#### AIM 1
Reproduce the passage of the Finocchio's post below, everything from "Happy Pride Month" down to "credit: author’s collection)".
#### AIM 2
Carry on the post about the Finocchio's drag club, picking up after its last sentence.

Happy Pride Month everyone! 🌈✨
This week, I thought I’d kick things off by sharing a piece from my collection which has a special place in both gay and Liberace history: a Liberace-autographed menu from the “fabulous” legendary drag club Finocchio’s!

(Photo credit: author’s collection)
Originally opened as a speakeasy back in 1920s San Francisco, Finocchio’s would undergo its now-historic transformation from struggling dive bar to famous drag club after its pioneering founder, Joe Finocchio, began searching for new and exciting ways to entertain his customers.1 Intrigued by “stories” he’d heard about successful “female impersonator” shows cleaning up in London and Paris, Finocchio approached several of his bar’s most outgoing regulars with a fun but risky proposal.2 “I got three patrons to [sing and] dress as women and [they] were a sensation,” Finocchio later told The San Francisco Examiner. “Everyone came to see the show. And to drink.”3
Within weeks, Finocchio’s new “female impersonator” show would become his club’s most popular selling point, prompting Joe, his wife Eve, and their rag-tag group of gay performers to develop a fully realized revue show to keep up with increasing consumer demand.4 Held nightly on the club’s top floor, the new Finocchio’s Revue show would feature dazzling costumes, elaborate set pieces, and uncanny impersonations of some of the era’s biggest stars.5 “[At Finocchio’s], the world’s greatest female impersonators display their artistry in fun-loaded revues full of spicy songs, dancing, and the singing of the famous male Sophie Tucker, Walter Hart,” one reviewer raved. “An experience unlike any other is a trip to Finocchio’s.”6

(Photo credit: Bob Bragman/SF Gate)

#### MATERIAL
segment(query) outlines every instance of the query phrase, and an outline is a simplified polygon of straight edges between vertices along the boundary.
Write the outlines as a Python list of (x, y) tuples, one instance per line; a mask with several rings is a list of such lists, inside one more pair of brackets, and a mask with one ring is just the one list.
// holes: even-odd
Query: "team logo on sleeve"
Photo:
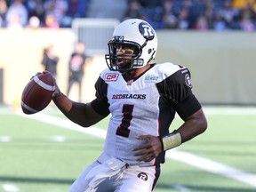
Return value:
[(186, 76), (185, 76), (185, 82), (188, 87), (192, 88), (192, 84), (191, 84), (190, 76), (188, 74), (186, 74)]
[(106, 82), (111, 82), (111, 81), (116, 81), (118, 78), (119, 74), (117, 73), (107, 73), (105, 74), (105, 81)]
[(148, 175), (146, 172), (140, 172), (138, 174), (138, 178), (140, 178), (140, 180), (148, 180)]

#### TASK RESULT 1
Happy Pride Month everyone! 🌈✨
This week, I thought I’d kick things off by sharing a piece from my collection which has a special place in both gay and Liberace history: a Liberace-autographed menu from the “fabulous” legendary drag club Finocchio’s!

(Photo credit: author’s collection)

#### TASK RESULT 2
(Photo credit: Bob Bragman/SF Gate)

(Photo credit: Vincent Maggiora/San Fransisco Examiner)
Drawing heavily from their experiences as Broadway and vaudeville performers, early Finocchio’s queens like Francis Stillman, Tex Hendrix, and Walter Hart would receive widespread acclaim for their ability to combine convincing female impersonation with musical theater.7 Other queens like Li-Kar and Freddie Renault would find their calling beyond the Finocchio’s stage entirely, proudly serving as two of the revue’s first art directors and producers at a time when gay and trans performers rarely received their due.8 “Freddie Renault, dancing star at Finocchio’s, is also the producer of the revues,” The Oakland Post Examiner observed in 1945. “America’s foremost female impersonators star in this lavishly costumed show which features song, dance, and comedy routines.”9
Like many gay clubs of its era, Finocchio’s frequently blurred the lines between entertainment and sex work, and was the target of multiple police raids throughout its existence.10 In 1936, these raids (coupled with city-wide concerns over the club’s constant overflow capacity) forced Finocchio’s to relocate from its original home on 406 Stockton Street to its more iconic location at 506 Broadway.1112 There, the club would become hugely popular with both straight and gay visitors, and cement its legacy as a San Francisco institution until its closing in 1999.

(Photo credit: OpenSFHistory.org)

(Photo credit: Bob Bragman/SF Gate)

(Photo credit: Bob Bragman/SF Gate)

(Photo credit: Queer Music Heritage)

(Photo credit: Queer Music Heritage)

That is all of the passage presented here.